TASK PROMPT: Whenever a line in the records below contains "backpack", pick it out.
-- SOURCE INFORMATION follows --
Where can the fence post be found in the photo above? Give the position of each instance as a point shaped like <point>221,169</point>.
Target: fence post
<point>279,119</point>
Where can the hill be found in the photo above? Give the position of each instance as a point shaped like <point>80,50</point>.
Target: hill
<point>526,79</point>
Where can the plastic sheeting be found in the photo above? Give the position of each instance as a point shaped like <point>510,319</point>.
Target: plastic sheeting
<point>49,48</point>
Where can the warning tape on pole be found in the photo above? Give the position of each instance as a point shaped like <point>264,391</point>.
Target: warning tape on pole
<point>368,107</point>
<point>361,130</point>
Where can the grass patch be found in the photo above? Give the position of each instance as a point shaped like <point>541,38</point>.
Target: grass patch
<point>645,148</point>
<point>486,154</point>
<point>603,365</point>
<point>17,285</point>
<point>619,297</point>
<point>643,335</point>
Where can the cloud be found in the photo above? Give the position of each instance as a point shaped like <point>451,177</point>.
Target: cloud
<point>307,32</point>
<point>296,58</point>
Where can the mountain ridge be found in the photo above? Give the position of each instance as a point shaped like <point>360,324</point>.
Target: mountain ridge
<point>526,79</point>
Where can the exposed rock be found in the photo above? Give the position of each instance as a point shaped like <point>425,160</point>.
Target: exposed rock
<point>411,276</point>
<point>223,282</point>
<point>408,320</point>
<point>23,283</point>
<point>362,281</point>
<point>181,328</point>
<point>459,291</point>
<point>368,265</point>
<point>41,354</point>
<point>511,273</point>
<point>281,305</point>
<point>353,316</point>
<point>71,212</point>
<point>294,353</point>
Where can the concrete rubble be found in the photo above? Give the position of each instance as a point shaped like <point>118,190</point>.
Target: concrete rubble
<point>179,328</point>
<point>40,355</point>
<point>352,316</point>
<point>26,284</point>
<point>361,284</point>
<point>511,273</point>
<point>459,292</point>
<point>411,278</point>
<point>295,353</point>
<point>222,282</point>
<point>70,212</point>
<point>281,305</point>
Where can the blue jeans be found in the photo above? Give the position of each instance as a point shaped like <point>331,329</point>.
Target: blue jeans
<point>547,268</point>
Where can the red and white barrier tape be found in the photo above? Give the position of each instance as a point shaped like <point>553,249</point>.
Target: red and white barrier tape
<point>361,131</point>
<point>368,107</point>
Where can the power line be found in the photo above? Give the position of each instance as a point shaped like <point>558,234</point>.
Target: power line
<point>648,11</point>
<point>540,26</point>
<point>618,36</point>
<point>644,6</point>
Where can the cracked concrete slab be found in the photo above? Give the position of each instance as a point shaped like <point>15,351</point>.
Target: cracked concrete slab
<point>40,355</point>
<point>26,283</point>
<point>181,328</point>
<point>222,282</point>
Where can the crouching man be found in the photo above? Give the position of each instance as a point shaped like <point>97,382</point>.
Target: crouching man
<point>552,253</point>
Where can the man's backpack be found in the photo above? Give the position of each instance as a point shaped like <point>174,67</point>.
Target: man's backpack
-- SOURCE INFORMATION concluded --
WRITTEN SOLUTION:
Where can the man's backpack be found in the photo above? Give the position of each instance as a point shaped like <point>174,67</point>.
Target: man's backpack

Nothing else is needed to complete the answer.